# DATA start

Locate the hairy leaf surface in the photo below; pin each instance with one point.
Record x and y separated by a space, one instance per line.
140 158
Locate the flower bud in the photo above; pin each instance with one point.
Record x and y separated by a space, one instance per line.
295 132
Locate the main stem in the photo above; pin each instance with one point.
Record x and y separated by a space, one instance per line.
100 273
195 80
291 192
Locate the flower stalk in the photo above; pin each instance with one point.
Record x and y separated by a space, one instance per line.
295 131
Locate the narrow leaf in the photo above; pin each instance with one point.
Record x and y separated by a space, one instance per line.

# DATA end
# DATA start

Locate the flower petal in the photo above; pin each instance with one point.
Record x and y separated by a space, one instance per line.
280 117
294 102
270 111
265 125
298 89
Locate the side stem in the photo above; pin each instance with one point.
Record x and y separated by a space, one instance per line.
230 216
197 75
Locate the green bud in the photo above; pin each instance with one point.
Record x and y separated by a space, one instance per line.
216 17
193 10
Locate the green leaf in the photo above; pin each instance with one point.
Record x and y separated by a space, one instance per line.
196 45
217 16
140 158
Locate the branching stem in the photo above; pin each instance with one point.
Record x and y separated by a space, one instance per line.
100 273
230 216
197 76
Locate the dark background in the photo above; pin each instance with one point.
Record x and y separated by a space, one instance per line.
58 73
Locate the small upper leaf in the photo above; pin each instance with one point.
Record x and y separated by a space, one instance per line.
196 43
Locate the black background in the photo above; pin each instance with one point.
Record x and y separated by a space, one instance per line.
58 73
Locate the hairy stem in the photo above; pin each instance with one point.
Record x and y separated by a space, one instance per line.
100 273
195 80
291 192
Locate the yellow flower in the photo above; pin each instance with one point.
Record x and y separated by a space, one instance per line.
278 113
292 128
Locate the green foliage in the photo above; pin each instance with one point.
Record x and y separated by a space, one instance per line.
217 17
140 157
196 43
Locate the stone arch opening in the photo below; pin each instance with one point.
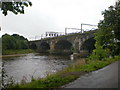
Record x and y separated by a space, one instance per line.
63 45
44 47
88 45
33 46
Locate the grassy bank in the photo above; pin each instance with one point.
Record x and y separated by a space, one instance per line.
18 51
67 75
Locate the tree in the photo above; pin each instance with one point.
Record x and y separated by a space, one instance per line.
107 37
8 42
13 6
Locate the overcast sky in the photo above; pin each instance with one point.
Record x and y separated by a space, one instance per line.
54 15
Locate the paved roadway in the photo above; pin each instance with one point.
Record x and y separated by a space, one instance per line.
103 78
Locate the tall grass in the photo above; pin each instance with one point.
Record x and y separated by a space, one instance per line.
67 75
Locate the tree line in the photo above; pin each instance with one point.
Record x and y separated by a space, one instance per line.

# DATA end
# DATA start

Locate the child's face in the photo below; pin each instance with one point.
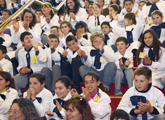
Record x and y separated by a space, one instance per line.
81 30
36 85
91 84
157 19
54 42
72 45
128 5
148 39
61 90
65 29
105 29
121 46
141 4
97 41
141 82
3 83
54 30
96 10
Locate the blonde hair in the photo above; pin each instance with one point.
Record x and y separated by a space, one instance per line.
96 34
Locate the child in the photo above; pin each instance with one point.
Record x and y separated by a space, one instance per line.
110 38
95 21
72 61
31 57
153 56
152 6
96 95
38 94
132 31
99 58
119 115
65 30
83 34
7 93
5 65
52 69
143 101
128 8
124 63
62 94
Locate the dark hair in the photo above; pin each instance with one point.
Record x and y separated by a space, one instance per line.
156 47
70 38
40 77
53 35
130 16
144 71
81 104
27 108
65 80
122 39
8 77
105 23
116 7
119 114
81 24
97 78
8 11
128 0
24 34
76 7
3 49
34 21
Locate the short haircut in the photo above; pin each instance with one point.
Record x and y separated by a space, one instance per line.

# DATA end

(SHORT TASK) Please pick out every line above that contains the word "hairy", treating uppercase and lowercase as different.

(WRITTEN RESPONSE)
Locate the hairy leaf surface in the photo below; pin each instance with one point.
Locate the hairy stem in the photo above; pin each instance with one point.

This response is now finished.